EXTRACTED ENTRIES START

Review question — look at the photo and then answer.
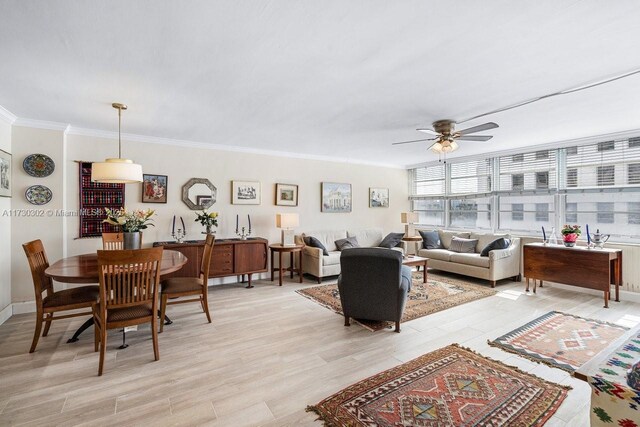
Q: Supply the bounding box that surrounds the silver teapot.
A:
[590,229,610,249]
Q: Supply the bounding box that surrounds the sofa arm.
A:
[303,246,322,259]
[489,247,514,262]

EXTRACTED ENTRIES END

> [WORK REQUEST] Your copy of the entries above must be exact and must not include pictures.

> [TASK OUTPUT]
Review question — look at the photo and then answer.
Q: Supply the bounding box that surrounds the silver teapot.
A:
[590,229,610,249]
Q: Supply the bounding box that surrounds the sofa arm.
A:
[303,246,322,259]
[489,247,514,262]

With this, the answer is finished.